:: Recorded information ::
'''

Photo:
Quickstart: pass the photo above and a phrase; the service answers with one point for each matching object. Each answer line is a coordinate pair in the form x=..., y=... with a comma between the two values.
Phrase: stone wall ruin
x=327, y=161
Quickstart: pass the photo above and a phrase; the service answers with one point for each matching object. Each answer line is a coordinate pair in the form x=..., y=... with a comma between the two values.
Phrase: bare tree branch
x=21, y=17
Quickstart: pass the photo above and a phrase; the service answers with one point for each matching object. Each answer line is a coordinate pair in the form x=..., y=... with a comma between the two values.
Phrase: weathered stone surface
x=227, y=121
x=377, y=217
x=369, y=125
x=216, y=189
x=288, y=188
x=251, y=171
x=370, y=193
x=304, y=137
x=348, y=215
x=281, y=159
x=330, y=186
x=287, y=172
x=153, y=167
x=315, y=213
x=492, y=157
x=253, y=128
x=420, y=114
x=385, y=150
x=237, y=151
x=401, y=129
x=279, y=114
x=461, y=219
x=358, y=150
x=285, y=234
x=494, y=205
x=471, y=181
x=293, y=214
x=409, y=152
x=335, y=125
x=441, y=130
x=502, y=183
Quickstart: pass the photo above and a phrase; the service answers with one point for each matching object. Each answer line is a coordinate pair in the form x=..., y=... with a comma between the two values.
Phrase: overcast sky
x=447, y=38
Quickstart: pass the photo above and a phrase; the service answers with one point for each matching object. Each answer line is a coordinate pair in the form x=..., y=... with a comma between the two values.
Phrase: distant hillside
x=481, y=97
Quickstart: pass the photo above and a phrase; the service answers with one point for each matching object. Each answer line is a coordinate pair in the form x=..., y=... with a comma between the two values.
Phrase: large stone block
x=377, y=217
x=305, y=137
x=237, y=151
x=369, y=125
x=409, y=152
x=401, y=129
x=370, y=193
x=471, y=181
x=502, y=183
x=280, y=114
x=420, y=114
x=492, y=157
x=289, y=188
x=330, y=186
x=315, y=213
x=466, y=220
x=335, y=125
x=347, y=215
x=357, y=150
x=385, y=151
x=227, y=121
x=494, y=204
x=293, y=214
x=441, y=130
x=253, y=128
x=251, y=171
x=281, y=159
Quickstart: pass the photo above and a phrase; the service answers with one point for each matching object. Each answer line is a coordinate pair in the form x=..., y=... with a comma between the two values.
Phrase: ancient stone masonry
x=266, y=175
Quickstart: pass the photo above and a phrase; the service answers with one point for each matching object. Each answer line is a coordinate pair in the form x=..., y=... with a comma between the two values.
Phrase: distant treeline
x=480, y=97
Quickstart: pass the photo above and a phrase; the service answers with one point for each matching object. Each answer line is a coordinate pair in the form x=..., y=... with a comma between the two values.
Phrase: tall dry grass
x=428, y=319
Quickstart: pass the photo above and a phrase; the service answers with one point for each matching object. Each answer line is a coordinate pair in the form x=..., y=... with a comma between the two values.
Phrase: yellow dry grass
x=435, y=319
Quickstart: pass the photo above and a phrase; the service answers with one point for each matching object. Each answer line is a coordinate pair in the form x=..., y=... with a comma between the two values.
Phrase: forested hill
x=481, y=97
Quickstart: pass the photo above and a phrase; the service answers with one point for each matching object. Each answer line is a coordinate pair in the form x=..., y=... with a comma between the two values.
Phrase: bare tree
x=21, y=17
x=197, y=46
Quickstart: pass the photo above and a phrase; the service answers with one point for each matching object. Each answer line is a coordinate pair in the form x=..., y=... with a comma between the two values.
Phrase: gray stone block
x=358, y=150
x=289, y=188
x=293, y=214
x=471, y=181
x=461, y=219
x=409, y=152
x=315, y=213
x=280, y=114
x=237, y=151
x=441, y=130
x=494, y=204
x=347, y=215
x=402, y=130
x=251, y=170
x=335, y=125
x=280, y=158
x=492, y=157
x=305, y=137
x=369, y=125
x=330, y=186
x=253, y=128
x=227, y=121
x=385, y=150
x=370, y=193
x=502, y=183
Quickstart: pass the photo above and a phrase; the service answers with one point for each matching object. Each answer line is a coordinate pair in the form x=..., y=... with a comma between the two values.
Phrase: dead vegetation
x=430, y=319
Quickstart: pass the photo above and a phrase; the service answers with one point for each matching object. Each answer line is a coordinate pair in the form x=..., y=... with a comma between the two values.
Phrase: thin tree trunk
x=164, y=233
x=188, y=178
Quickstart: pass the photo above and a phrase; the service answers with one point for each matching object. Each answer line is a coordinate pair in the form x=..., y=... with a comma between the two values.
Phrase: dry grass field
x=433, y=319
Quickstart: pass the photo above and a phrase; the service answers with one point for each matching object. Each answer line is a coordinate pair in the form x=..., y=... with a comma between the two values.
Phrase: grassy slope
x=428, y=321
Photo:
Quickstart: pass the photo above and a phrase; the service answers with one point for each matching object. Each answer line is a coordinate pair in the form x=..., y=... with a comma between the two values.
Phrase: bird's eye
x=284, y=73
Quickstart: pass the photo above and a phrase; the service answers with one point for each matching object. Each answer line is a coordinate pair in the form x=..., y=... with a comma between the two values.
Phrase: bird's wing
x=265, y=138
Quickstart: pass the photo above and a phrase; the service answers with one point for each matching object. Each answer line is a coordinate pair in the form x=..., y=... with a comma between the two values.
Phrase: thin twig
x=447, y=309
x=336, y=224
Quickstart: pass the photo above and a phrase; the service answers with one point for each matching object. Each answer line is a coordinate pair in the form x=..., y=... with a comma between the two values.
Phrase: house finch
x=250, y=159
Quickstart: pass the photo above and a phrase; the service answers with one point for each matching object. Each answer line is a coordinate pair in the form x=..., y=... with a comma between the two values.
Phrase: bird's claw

'''

:: Exercise ::
Rescale the part that opens at the start of the rows and closes with the line containing "x=327, y=161", both ends included, by repeating every line in it, requests too, with each answer coordinate multiplied by 2.05 and rounded to a whole number, halves up. Give only those lines.

:: Answer ::
Photo:
Quickstart: pass the photo above and a phrase; the service answers with one point for each matching object. Each answer line is a coordinate pair in the form x=..., y=... with a comma between the two values.
Phrase: stone wall ruin
x=670, y=330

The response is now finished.